## TASK STATEMENT
Exactly as written, retype the listing below, omitting the pictures.

## EXTRACTED MATERIAL
↓

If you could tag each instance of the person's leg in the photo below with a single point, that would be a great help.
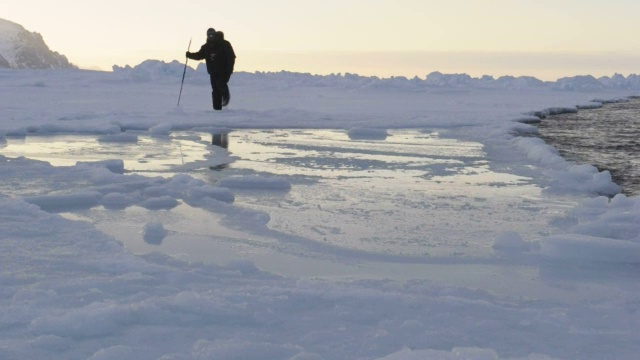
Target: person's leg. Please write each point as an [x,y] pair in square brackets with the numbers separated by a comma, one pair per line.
[216,95]
[226,94]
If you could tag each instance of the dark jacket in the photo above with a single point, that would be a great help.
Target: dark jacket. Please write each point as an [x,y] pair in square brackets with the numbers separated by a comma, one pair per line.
[219,55]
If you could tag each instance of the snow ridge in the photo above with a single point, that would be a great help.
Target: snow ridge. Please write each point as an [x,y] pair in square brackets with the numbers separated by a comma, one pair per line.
[21,49]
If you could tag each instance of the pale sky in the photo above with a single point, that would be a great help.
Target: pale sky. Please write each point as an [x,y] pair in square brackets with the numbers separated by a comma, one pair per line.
[542,38]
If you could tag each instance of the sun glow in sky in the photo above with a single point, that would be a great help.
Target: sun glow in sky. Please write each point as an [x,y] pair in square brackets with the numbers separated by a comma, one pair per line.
[542,38]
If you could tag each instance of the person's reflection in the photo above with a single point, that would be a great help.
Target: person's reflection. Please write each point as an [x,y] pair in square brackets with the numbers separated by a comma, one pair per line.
[221,140]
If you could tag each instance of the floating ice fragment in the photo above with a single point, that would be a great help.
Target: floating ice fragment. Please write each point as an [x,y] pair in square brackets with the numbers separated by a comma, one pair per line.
[154,233]
[255,183]
[510,242]
[367,134]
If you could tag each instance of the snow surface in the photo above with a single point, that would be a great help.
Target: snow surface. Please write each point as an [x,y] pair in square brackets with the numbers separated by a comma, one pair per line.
[547,267]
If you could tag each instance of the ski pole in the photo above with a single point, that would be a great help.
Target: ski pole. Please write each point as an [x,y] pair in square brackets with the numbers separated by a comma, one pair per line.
[184,72]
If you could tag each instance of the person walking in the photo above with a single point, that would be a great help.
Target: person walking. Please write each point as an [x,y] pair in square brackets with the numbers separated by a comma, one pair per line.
[220,59]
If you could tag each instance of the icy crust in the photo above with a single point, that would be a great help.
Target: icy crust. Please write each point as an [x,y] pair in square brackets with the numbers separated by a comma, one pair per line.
[592,236]
[67,299]
[69,291]
[154,70]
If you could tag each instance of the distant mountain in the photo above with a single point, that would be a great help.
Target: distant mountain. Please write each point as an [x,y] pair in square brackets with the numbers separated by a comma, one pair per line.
[21,49]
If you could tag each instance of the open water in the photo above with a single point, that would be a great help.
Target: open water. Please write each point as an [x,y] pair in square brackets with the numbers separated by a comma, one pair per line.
[608,138]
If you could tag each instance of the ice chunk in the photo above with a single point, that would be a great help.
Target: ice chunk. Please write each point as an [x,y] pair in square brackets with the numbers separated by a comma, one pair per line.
[154,233]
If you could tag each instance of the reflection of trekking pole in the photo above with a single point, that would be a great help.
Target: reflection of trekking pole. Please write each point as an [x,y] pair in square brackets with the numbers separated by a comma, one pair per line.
[184,73]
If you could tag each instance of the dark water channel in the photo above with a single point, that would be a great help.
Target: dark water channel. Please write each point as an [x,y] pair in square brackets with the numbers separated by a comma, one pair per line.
[608,138]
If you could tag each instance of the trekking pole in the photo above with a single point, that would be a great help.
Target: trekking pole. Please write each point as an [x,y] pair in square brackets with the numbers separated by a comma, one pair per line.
[184,72]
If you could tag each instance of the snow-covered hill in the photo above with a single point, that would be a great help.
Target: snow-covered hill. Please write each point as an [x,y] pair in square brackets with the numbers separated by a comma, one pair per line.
[21,49]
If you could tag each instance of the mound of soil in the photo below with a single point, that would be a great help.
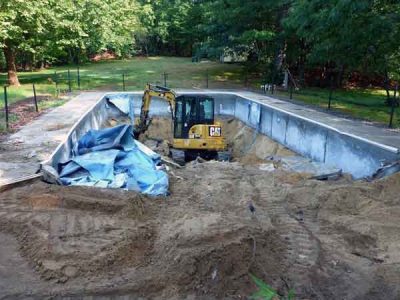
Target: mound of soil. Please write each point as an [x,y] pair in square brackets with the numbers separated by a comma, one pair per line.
[327,240]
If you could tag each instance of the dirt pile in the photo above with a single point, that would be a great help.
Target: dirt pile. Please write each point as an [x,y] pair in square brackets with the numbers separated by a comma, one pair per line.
[247,145]
[327,240]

↑

## COMPLETE ANSWER
If you could tag each instance of the person's leg in the photo below with a single point, that would be a great help.
Target: person's leg. Please write each point as an [x,y] pair in square brackets with the numbers separated by a comma, one pair per line.
[216,95]
[226,94]
If you could tag each instance of the dark jacket in the photo above with a single point, that would be a great help.
Target: dark jacket. Please write each point as an [x,y] pair in square brackets with the numbers separated by a comma, one pair per line.
[219,55]
If you could tag each instance of the snow ridge in the photo above with a single point, that would be a great help.
Target: snow ridge. Please write each point as an [x,y] pair in square brackets with the numbers separated by a comma, one pair per line.
[21,49]
If you could tag each instance of the pale sky in the photo above with a single point, that would be a great help.
Target: pale sky. Please write each point as an [x,y] pair in square brackets with the numbers separated by a comma, one pair per line.
[542,38]
If you could tag each instance of the sun glow in sky in the photo above with a single point, that would be a great help.
Target: sun glow in sky. Please write each point as an [x,y] pair in square brackets with the numbers separated by a comma, one pair per line.
[542,38]
If you could tag each instance of the person's reflection in the photo above with a single point, that would be a great help.
Target: person's reflection. Please write each point as an [x,y] pair in square brackets with the numbers separated by a comma, one pair per line.
[221,140]
If you could tag each instance of the floating ice fragment in the photo above with a single point, that would be a great help.
Target: floating ice fragment. Please write each point as an [x,y] pair in square brackets with the numbers separated by a comma, one pair per line.
[154,233]
[255,183]
[510,242]
[367,134]
If you could tag each instance of the snow surface in the photo above with a single point, that would be a great help.
Target: snow surface. Please write each point as an [x,y] pair in square brackets with the numbers separated by a comma, one pair per line.
[547,267]
If you could tag each instance of the ski pole in the photo above with a single point, that would be a great help.
Target: ski pole. Please write each point as an [x,y] pair in square brackets with the numbers separated by a comma, one pair per line.
[184,72]
If you could tag each instance of the person walking in the photo above with a single point, that would be a great help.
Target: person walking. Please write each point as an [x,y] pair in square brackets with the numbers separated by a comma, one pair per line.
[220,59]
If you could tag each instance of the icy crust in the photo above with a single point, that would be a great help.
Target: icy crust. Please write each point as an [x,y] pair in square brackets with the numbers separated by a comma, one pair per line.
[592,236]
[67,299]
[69,291]
[154,70]
If you could tag each instance of the distant mountain in the photo above with a single point, that would be a great help.
Target: distant mountain. Please write each point as an [x,y] pair in square brackets with the numbers separated by a comma, one pair per line.
[21,49]
If you could tag each instance of the open water in the photo above with a single point, that would be a great help.
Target: open water. Please write each point as an [x,y] pair in square brackets with the numbers separated by a comma, one pair per line.
[608,138]
If you could tag each instance of the ice chunk in the photo above with a single point, that would be a great help.
Target: ice chunk. Please write each point as an [x,y] pair in square brackets with the numbers separated by a comma, one pair per line.
[154,233]
If you could tag each instance of the reflection of trekking pole in the photo above with a single point, that would be a great help.
Target: reflection of trekking pole. Please write each point as an [x,y] pair in square brackets with the numbers separated by a comma, one pair per line.
[184,73]
If you could tag each instance of the dark water channel in the photo above with a single point, that would be a great help.
Target: dark water channel. Please write each point as an [x,y] pair in square brackets with the numbers separated by a comma, one pair per line.
[608,138]
If you could tag each instance of the trekking pole in the photo above with a single point, that would be a great help.
Target: trekking pole. Please write each point as an [x,y] pair in square brackets with the numbers separated by a comma, one pair per line.
[184,72]
If you could tag each instance of the snow-covered hill in the photo above with a single point, that would be a great help.
Target: snow-covered hill. Please write each point as an [x,y] pair in square brackets with the numbers separated by a comma, one pair per line.
[21,49]
If you could tag each instance of the mound of soil in the photo below with a single point, that would be a great help.
Target: mound of soil. Please write each point as an [x,y] pair in square brackets with the numbers separated by a comma, one pair per line.
[327,240]
If you could tag each instance of the dirt pile in the photo above with a single point, that would be a great help.
Target: dirt pile. Please write each point as an [x,y] pair in square brackets with the numbers separated by a comma, one pair per line.
[247,145]
[327,240]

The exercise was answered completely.